Extrait choisi:
# # # #

30 janvier 2025
Tarifs douaniers : les effets cascade d’une décision politique sur l’économie, les entreprises et les citoyens
Cet article est tiré de The Conversation, un média en ligne d'information et d'analyse de l'actualité indépendant qui publie des articles grand public écrits par des scientifiques et des universitaires, dont l'Université Laval est partenaire.

Le premier ministre de l'Ontario Doug Ford serre la main d'un ouvrier à l'aciérie de Stelco à Hamilton en Ontario, le 18 mai 2022.
— CP/Peter Power
Un texte signé par Benoît Béchard, chercheur associé au Laboratoire de recherche Co-DOT de l'Université Laval.
À moins d’un revirement, le président américain Donald Trump imposera dès samedi, 1er février, des tarifs douaniers de 25 % aux produits en provenance du Canada et du Mexique.
Dans un contexte économique où les relations commerciales entre les États sont interdépendantes et fortement intégrées, l’adoption de cette mesure extraordinaire risque de déclencher une série complexe d’effets cascade, affectant les gouvernements, les entreprises, et les citoyens.

# # # #

Consigne 1: Extrayez de l'article sur les tarifs douaniers le passage allant de "Le premier ministre" jusqu'à "et les citoyens." inclus.
Consigne 2: D'après l'article sur les tarifs douaniers, quel taux de tarifs Donald Trump imposera-t-il aux produits venant du Canada et du Mexique ?
Consigne 3: Prolongez l'article sur les tarifs douaniers en reprenant juste après sa dernière phrase.

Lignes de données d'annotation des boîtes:

# # # #

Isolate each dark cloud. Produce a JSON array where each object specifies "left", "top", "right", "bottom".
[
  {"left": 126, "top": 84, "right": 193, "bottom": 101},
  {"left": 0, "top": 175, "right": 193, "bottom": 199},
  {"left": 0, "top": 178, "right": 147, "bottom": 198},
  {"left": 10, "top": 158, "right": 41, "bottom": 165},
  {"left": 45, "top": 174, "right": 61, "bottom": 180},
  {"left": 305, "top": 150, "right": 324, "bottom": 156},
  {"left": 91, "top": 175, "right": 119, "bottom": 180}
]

# # # #

Résultat 1:
Le premier ministre de l'Ontario Doug Ford serre la main d'un ouvrier à l'aciérie de Stelco à Hamilton en Ontario, le 18 mai 2022.
— CP/Peter Power
Un texte signé par Benoît Béchard, chercheur associé au Laboratoire de recherche Co-DOT de l'Université Laval.
À moins d’un revirement, le président américain Donald Trump imposera dès samedi, 1er février, des tarifs douaniers de 25 % aux produits en provenance du Canada et du Mexique.
Dans un contexte économique où les relations commerciales entre les États sont interdépendantes et fortement intégrées, l’adoption de cette mesure extraordinaire risque de déclencher une série complexe d’effets cascade, affectant les gouvernements, les entreprises, et les citoyens.

Résultat 2: Des tarifs douaniers de 25 %.

Résultat 3:
En tant que docteur en psychologie de la décision, je m’efforce de comprendre pourquoi nous éprouvons tant de difficulté à gérer les grands défis complexes de notre époque, que ce soit les changements climatiques (y compris les aléas naturels et anthropiques qui en découlent), les pandémies et les crises sanitaires, les inégalités sociales, ou encore les crises économiques et l’évolution imprévisible des marchés financiers.
Mon objectif est de découvrir des pistes de solutions pour aider les décideurs — notamment, les élus politiques — à prendre des décisions qui amélioreront la situation, plutôt que de l’aggraver ou de créer de nouveaux problèmes.
La politique est un bon exemple d’environnement complexe, marqué par de nombreux facteurs qui interagissent entre eux. Des événements imprévus et des trajectoires difficiles à anticiper accentuent encore davantage cette complexité, d’autant plus que les objectifs à atteindre peuvent parfois entrer en conflit.
D’autre part, l’accès à l’information pertinente pour la prise de décision est souvent restreint, et la qualité des contenus varie considérablement, en raison de phénomènes tels que la désinformation, délibérément biaisée, et la mésinformation, qui résulte d’erreurs involontaires, deux phénomènes dont l’ampleur n’a cessé de croître dans les dernières années.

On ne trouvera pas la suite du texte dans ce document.